(Data records):

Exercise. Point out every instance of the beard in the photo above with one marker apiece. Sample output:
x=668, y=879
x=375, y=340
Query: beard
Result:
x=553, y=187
---
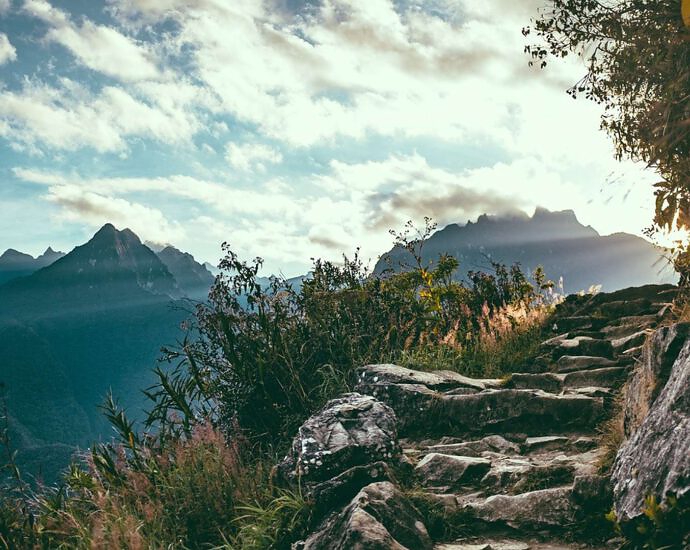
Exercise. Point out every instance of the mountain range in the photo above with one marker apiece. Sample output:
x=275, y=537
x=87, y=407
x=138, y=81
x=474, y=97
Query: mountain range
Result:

(Problem to solve): Copy all lines above where "with" is present.

(Finished task):
Exercise. Point out every instance of the beard in the photo above with one marker apiece. Sample output:
Exercise. Point out every instance of the mountain range in the photo above with one marker apiece. Sample output:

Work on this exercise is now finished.